▸ **What is expected**:
Lines from the start of the data through the line containing "252L193 240H186L175 254L177" must be given again exactly. Leave the others out.
-- Opening Marker --
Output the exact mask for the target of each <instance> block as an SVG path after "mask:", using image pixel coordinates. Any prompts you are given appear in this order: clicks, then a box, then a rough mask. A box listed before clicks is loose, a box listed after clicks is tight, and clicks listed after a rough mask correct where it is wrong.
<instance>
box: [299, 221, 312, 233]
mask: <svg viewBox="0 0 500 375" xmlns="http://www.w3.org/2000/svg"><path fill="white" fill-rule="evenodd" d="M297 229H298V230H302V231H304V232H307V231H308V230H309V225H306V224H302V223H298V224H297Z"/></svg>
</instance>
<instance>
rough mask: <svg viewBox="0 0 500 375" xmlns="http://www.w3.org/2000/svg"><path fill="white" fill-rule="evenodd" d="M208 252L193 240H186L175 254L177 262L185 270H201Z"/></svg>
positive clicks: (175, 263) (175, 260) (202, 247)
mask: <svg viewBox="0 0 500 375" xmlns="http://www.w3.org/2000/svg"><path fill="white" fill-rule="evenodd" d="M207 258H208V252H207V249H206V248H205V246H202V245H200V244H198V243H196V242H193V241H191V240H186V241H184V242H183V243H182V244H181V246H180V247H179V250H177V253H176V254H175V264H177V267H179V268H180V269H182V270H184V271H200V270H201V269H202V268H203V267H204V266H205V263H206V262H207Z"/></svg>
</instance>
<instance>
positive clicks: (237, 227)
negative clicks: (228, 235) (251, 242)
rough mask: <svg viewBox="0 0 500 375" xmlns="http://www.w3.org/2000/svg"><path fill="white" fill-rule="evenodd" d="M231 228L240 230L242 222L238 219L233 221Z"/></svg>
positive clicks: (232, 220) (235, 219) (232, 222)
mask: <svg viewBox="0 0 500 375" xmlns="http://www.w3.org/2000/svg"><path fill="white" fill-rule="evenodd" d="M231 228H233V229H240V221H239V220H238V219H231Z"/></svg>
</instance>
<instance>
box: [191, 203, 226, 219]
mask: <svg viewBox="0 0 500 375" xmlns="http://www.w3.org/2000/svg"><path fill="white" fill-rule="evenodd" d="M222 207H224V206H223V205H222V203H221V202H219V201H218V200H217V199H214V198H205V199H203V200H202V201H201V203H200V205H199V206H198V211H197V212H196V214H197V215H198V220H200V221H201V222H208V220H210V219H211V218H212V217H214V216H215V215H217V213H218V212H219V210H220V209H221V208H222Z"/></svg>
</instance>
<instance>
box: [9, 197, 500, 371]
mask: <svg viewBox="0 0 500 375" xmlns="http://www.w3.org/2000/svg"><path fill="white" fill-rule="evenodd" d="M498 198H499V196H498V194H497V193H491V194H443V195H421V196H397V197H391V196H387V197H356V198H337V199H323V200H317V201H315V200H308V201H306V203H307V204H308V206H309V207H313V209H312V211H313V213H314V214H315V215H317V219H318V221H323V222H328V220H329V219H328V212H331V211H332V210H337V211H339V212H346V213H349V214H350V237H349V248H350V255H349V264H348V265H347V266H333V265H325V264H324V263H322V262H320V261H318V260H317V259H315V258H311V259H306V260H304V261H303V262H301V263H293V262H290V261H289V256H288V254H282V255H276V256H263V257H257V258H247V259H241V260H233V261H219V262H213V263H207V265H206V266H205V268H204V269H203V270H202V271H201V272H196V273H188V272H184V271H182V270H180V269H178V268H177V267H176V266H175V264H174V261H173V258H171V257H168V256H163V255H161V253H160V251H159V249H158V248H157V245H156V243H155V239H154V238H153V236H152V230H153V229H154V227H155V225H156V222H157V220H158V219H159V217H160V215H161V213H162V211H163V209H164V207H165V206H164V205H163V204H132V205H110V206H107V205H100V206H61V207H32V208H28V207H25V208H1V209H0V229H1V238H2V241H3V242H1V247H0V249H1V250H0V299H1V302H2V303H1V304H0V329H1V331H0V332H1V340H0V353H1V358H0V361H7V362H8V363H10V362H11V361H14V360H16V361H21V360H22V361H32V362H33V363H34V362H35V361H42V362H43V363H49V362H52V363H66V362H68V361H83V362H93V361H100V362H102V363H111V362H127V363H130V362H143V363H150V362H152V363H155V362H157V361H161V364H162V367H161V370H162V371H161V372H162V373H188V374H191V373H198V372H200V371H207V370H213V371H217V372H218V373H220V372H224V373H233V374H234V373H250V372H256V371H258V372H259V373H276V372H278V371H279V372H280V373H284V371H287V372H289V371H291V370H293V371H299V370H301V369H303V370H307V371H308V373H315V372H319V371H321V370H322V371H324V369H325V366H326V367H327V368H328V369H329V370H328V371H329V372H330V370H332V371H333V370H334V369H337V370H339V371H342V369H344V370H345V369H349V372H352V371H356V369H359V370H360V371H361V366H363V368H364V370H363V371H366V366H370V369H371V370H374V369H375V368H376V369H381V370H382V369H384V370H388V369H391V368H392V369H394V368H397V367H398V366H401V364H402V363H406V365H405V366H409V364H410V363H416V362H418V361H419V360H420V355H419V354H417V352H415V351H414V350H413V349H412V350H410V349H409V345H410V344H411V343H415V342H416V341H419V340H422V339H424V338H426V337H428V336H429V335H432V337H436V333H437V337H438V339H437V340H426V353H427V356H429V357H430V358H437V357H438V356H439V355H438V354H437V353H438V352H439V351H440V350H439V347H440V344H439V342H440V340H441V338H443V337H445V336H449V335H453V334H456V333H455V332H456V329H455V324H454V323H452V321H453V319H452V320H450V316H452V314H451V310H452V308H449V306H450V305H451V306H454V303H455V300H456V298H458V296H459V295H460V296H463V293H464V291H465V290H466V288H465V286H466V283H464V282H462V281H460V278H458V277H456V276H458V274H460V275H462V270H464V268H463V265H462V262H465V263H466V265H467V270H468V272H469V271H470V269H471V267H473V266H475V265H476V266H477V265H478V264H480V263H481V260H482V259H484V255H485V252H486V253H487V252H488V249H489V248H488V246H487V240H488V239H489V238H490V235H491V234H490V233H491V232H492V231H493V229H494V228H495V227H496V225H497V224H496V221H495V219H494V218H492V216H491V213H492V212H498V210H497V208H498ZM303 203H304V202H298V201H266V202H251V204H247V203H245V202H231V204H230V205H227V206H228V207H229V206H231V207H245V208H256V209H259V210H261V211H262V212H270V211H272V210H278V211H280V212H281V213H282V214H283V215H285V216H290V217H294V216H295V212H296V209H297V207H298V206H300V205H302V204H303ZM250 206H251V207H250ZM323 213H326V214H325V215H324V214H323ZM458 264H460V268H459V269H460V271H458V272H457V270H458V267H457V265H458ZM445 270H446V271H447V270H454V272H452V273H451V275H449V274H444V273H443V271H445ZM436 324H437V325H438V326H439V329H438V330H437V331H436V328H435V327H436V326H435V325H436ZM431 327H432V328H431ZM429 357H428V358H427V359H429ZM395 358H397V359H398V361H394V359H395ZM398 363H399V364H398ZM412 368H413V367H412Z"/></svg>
-- Closing Marker --
▸ **Exercise output**:
Output the exact mask for the target of each <instance> block as an SVG path after "mask:", using image pixel coordinates. Any prompts you are given appear in this order: clicks, then a box, then a rough mask. A box listed before clicks is loose, a box listed after clicks is tight, and clicks listed after a rough mask correct where it is wrong.
<instance>
box: [299, 221, 312, 233]
mask: <svg viewBox="0 0 500 375" xmlns="http://www.w3.org/2000/svg"><path fill="white" fill-rule="evenodd" d="M297 229H298V230H302V231H304V232H307V231H308V230H309V225H306V224H302V223H298V224H297Z"/></svg>
</instance>
<instance>
rough mask: <svg viewBox="0 0 500 375" xmlns="http://www.w3.org/2000/svg"><path fill="white" fill-rule="evenodd" d="M208 252L193 240H186L175 254L177 262L185 270H201Z"/></svg>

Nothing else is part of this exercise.